Reproduce every record exactly as it appears, but not the pictures.
(The data)
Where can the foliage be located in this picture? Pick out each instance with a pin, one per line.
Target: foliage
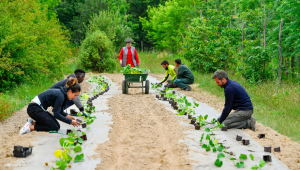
(31, 45)
(96, 52)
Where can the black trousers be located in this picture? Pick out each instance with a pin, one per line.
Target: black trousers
(44, 120)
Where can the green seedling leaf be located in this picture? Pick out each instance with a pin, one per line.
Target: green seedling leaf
(208, 137)
(254, 167)
(201, 137)
(79, 158)
(221, 155)
(77, 148)
(240, 165)
(262, 163)
(211, 143)
(208, 148)
(218, 163)
(243, 157)
(251, 157)
(220, 148)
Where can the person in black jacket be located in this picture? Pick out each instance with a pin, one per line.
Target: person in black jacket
(57, 98)
(79, 74)
(236, 98)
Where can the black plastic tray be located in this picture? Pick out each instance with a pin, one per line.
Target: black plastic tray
(22, 154)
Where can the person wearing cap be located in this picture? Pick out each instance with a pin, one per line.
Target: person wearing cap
(128, 55)
(169, 71)
(236, 98)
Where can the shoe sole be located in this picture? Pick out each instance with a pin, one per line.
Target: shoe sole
(253, 122)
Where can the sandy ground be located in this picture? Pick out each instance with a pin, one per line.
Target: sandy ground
(290, 150)
(9, 134)
(144, 134)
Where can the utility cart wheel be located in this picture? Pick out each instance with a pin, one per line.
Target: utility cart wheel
(124, 87)
(147, 87)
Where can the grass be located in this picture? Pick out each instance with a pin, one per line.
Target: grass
(274, 107)
(18, 97)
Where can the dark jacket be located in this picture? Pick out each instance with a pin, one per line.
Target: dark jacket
(57, 98)
(236, 98)
(184, 72)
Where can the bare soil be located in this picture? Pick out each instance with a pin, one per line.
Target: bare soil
(144, 134)
(290, 150)
(9, 133)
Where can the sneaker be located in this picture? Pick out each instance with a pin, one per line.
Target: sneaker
(189, 88)
(29, 120)
(25, 129)
(252, 123)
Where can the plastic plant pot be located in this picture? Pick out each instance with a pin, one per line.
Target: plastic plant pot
(246, 142)
(267, 158)
(239, 138)
(261, 136)
(68, 131)
(224, 128)
(267, 149)
(277, 149)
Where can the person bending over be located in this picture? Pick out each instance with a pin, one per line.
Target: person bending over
(79, 74)
(57, 98)
(236, 98)
(184, 76)
(169, 71)
(128, 55)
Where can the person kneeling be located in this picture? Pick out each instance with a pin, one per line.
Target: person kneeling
(236, 98)
(169, 71)
(184, 76)
(57, 98)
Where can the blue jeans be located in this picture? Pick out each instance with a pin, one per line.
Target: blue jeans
(69, 103)
(183, 83)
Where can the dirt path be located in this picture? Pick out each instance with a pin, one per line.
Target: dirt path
(144, 134)
(9, 133)
(290, 150)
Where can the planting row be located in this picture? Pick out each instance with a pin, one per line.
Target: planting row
(184, 107)
(72, 144)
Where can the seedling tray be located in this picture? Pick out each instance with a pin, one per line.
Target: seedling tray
(23, 153)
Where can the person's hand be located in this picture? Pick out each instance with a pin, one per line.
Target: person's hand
(75, 123)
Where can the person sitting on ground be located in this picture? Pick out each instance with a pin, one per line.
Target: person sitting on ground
(128, 55)
(79, 74)
(57, 98)
(169, 71)
(184, 76)
(236, 98)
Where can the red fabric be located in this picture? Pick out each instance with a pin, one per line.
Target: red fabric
(129, 57)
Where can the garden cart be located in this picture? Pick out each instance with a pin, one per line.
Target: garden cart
(129, 79)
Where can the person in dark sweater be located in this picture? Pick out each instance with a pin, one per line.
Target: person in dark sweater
(184, 76)
(236, 98)
(57, 98)
(79, 74)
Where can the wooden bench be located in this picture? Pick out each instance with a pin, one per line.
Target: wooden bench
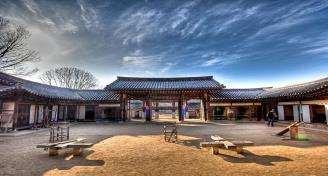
(77, 145)
(170, 132)
(293, 128)
(221, 143)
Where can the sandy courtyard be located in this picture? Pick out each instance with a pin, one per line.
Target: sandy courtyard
(139, 149)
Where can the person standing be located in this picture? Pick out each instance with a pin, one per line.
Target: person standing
(271, 116)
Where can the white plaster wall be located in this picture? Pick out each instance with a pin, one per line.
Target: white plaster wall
(81, 112)
(281, 113)
(40, 118)
(306, 113)
(8, 114)
(326, 109)
(32, 114)
(54, 113)
(296, 113)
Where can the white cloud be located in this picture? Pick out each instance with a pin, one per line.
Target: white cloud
(88, 15)
(211, 62)
(137, 58)
(319, 50)
(218, 58)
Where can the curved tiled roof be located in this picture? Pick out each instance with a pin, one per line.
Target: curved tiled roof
(97, 95)
(298, 90)
(10, 83)
(237, 94)
(179, 83)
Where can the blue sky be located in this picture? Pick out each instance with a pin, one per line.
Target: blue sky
(241, 43)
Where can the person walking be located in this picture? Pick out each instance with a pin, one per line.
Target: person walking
(271, 116)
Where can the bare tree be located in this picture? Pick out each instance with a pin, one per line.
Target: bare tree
(69, 77)
(14, 53)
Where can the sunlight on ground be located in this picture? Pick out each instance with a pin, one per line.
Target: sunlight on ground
(150, 155)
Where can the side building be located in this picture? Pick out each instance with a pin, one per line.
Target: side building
(26, 104)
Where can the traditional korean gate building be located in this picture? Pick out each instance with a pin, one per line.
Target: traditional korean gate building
(179, 90)
(26, 104)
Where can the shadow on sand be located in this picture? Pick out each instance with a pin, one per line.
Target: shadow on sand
(249, 157)
(65, 161)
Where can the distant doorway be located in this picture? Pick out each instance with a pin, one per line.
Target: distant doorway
(90, 113)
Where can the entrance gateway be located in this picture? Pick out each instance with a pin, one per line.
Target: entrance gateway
(153, 90)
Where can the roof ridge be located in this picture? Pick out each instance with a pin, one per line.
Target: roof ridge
(303, 83)
(164, 78)
(256, 88)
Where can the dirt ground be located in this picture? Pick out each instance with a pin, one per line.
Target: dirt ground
(137, 148)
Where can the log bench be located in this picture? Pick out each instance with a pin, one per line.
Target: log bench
(170, 133)
(237, 146)
(77, 146)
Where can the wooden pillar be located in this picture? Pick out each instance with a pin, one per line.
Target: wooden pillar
(148, 110)
(123, 107)
(326, 112)
(206, 107)
(173, 110)
(180, 109)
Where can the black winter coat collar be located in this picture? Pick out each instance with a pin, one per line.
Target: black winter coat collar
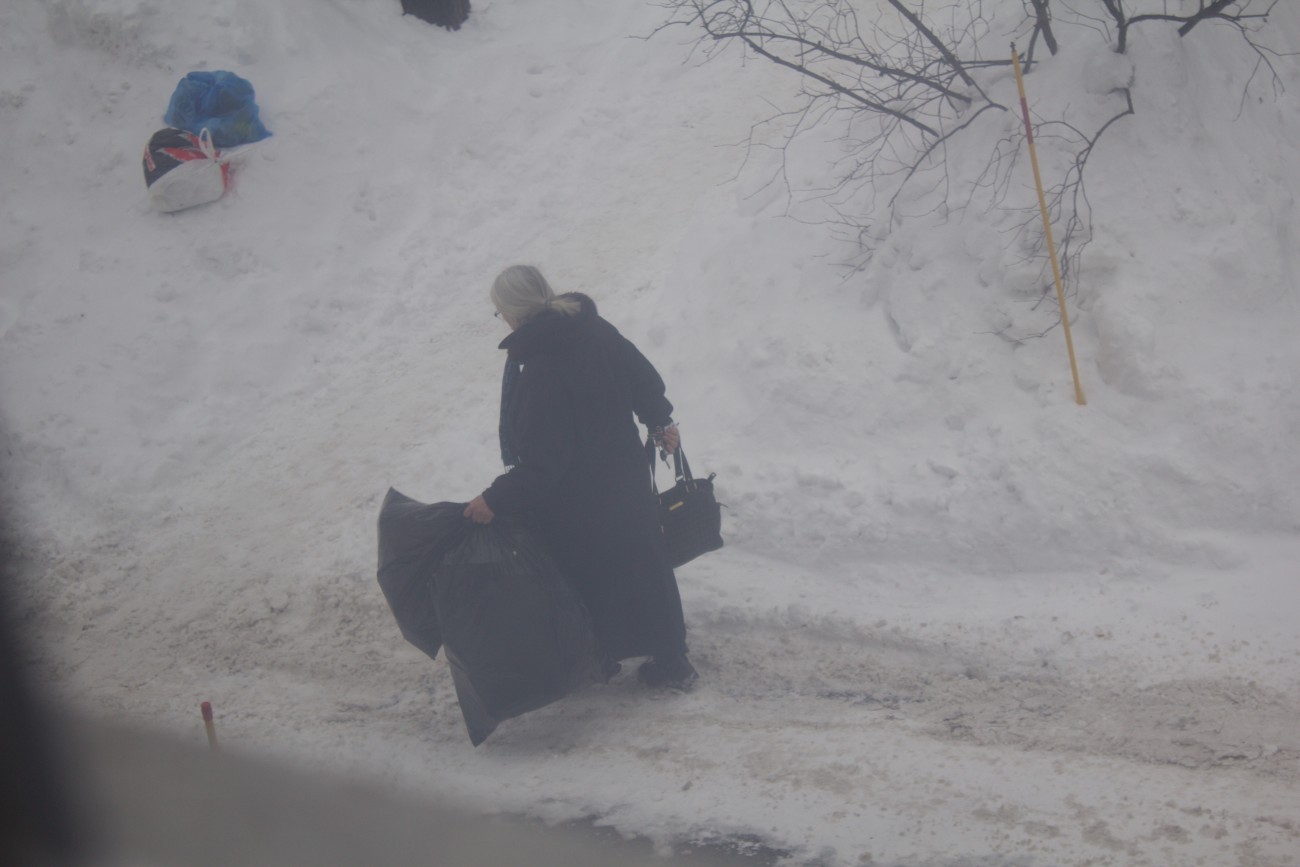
(End The data)
## Answer area
Where can the foliage be located in this picture? Pick out each instance with a pin, one per line.
Target: foliage
(31, 45)
(96, 52)
Where can the black trousers be located in this picture? Pick out each instance with a pin, one per line.
Target: black trousers
(44, 120)
Where can the green seedling leaf be located in this picture? Pick out each instance with a pin, one per line.
Target: green seedling leaf
(208, 137)
(254, 167)
(201, 137)
(79, 158)
(221, 155)
(77, 148)
(240, 165)
(262, 163)
(211, 143)
(208, 148)
(218, 163)
(243, 157)
(251, 157)
(220, 148)
Where can the person in black jacket be located in this picture? Pick out each instance with a pin, one per line.
Target: person in black jacket
(57, 98)
(79, 74)
(236, 98)
Where can the black plastic tray be located in this picture? Pick out each instance with a pin, one per line.
Target: black plastic tray
(22, 154)
Where can the person wearing cap be located in this picture? Pick out each instance with a pin, one per line.
Target: person wearing cap
(128, 55)
(169, 71)
(236, 98)
Where can the shoe sole be located in this picture? Pick out each instance with a pin, one per line.
Target: shoe sole
(253, 122)
Where can the sandy ground be located in this picture? Pick out each instance with a pin, one per line.
Target: sandy ground
(290, 150)
(9, 134)
(144, 134)
Where can the utility cart wheel be located in this picture? Pick out each instance with a pin, one per line.
Target: utility cart wheel
(124, 87)
(147, 87)
Where can the grass be located in this picture? Pick out each instance with a pin, one per line.
Target: grass
(274, 107)
(18, 97)
Where can the dark jacket be located in this picture? Pick out each instance with a pin, one per line.
Target: dark jacket
(57, 98)
(236, 98)
(184, 72)
Where can the bare soil be located in this picture? Pick out each instance with a pin, one per line.
Target: bare soil
(144, 134)
(290, 150)
(9, 133)
Where can the sneaker be located in this picture? Pick out each instance with a pin, one per line.
Target: sneaker
(189, 88)
(29, 120)
(25, 129)
(252, 123)
Where can the plastic plant pot be located in this picture? Pick out each instance with a pin, one per line.
Target: plastic plant pot
(246, 142)
(267, 158)
(239, 138)
(261, 136)
(68, 131)
(224, 128)
(267, 149)
(277, 149)
Where can the person bending over be located in this picture? Pick out each instance with a pin, one per line.
Target: person bending over
(79, 74)
(57, 98)
(236, 98)
(184, 76)
(169, 71)
(128, 55)
Where can the person kneeling be located in this picture? Pick out each instance with a pin, one per line.
Target: person kneeling
(236, 98)
(169, 71)
(184, 76)
(57, 98)
Where can the blue jeans be located in this picture? Pick out each instance with a pin, one per line.
Target: blue jeans
(69, 103)
(183, 83)
Where can the dirt path be located in this picture? Pick out each instance with a pin, one per line.
Target: dirt path
(144, 134)
(9, 133)
(290, 150)
Where can the planting row be located in this picture? Pick out each instance with a pin, one per line.
Target: planting row
(184, 107)
(72, 144)
Where can the seedling tray be located in this picture? Pick out each instance with a pin, one per line.
Target: seedling tray
(23, 153)
Where can the person's hand be located in this picture? Pick out each instance with a pin, one per line.
Target: person's hand
(75, 123)
Where can the person sitting on ground be located in this picture? Pick out each instance with a pin, one per line.
Target: person sitting on ground
(128, 55)
(79, 74)
(57, 98)
(169, 71)
(184, 76)
(236, 98)
Where can the red fabric be located in this picture? Pick out each instance with a pin, one per line.
Target: red fabric
(129, 57)
Where can the garden cart be located in this picture? Pick out each instance with a pin, one per line.
Target: garden cart
(129, 79)
Where can the person in dark sweater be located in this picture? Pick out each instance with a pin, one per line.
Target: person in dark sweater
(184, 76)
(236, 98)
(57, 98)
(79, 74)
Where can the wooden bench be located in this picture? Pick out each instance with a pin, one per line.
Target: wooden bench
(77, 145)
(170, 132)
(293, 128)
(221, 143)
Where can the sandy courtyard be located in this picture? Pick out each instance with a pin, one per line.
Target: sandy courtyard
(139, 149)
Where can the person standing be located in this picture? Pick out each instance with a pin, one per line.
Target: person standing
(271, 116)
Where can the white plaster wall be located in this picture? Pick out each instance with a pin, one per line.
Target: white plaster wall
(81, 112)
(281, 113)
(40, 118)
(306, 113)
(8, 114)
(326, 109)
(32, 114)
(54, 113)
(296, 113)
Where can the white cloud be located in this picture? Pick out each instance with a pin, one per line.
Target: white cloud
(88, 15)
(211, 62)
(137, 58)
(319, 50)
(218, 58)
Where can the curved tiled roof be located in this picture? Pick out each instance with a pin, one per line.
Target: curved tiled roof
(97, 95)
(298, 90)
(10, 83)
(237, 94)
(179, 83)
Where can the blue sky be located in this picture? Pick out each instance with a pin, one per line.
Target: blue sky
(241, 43)
Where can the person walking be located in this picture? Pick out each instance with a pin, one per line.
Target: person walking
(271, 116)
Where can the bare tree be located in this picture? Pick out each instance with a pin, one per line.
Target: bare tree
(69, 77)
(14, 53)
Where can the sunlight on ground be located in this picture? Pick out each instance with a pin, one per line.
Target: sunlight on ground
(150, 155)
Where can the side building be located in this picture? Pick out each instance with a pin, one per line.
Target: side building
(26, 104)
Where can the traditional korean gate building be located in this picture? Pick out each instance with a pin, one per line.
Target: traditional korean gate building
(179, 90)
(26, 104)
Where can the shadow on sand be located in this picture? Pick out each instance with a pin, one per line.
Target: shadow on sand
(249, 157)
(65, 161)
Where can the distant doorway be located in this picture? Pick out each instance with a pin, one per line.
Target: distant doorway
(90, 113)
Where can the entrance gateway be located in this picture? Pick out each instance with a pin, one per line.
Target: entrance gateway
(153, 90)
Where can the roof ridge be located in this picture? Pick out each instance with a pin, one per line.
Target: roof ridge
(303, 83)
(164, 78)
(256, 88)
Where can the dirt ground be located in this picture? Pick out each instance with a pin, one per line.
Target: dirt ground
(137, 148)
Where can the log bench be located in this picture? Pick out each instance with a pin, one per line.
Target: log bench
(170, 133)
(237, 146)
(77, 146)
Where can the wooden pillar be located in this picture? Pick out each instance with a pin, one per line.
Target: wooden pillar
(148, 110)
(123, 107)
(326, 112)
(206, 107)
(173, 110)
(180, 109)
Where can the black winter coat collar be located in this picture? Pick out each instance with a pin, one per line.
Target: black winter coat collar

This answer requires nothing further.